= Goal of the exercise =
Every entry below is to be retyped exactly as it appears.

[[ Records for this exercise open ]]

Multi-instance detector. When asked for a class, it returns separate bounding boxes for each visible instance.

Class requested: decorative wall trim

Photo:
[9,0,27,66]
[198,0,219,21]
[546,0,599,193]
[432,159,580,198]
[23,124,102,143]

[[ Records for this exercise closed ]]

= Reply to the task =
Multi-instance detector. When asked for a class, it returns separate bounding boxes for each visible instance.

Class requested: decorative wall trim

Photo:
[9,0,27,66]
[198,0,219,21]
[546,0,599,193]
[432,159,580,198]
[23,124,102,143]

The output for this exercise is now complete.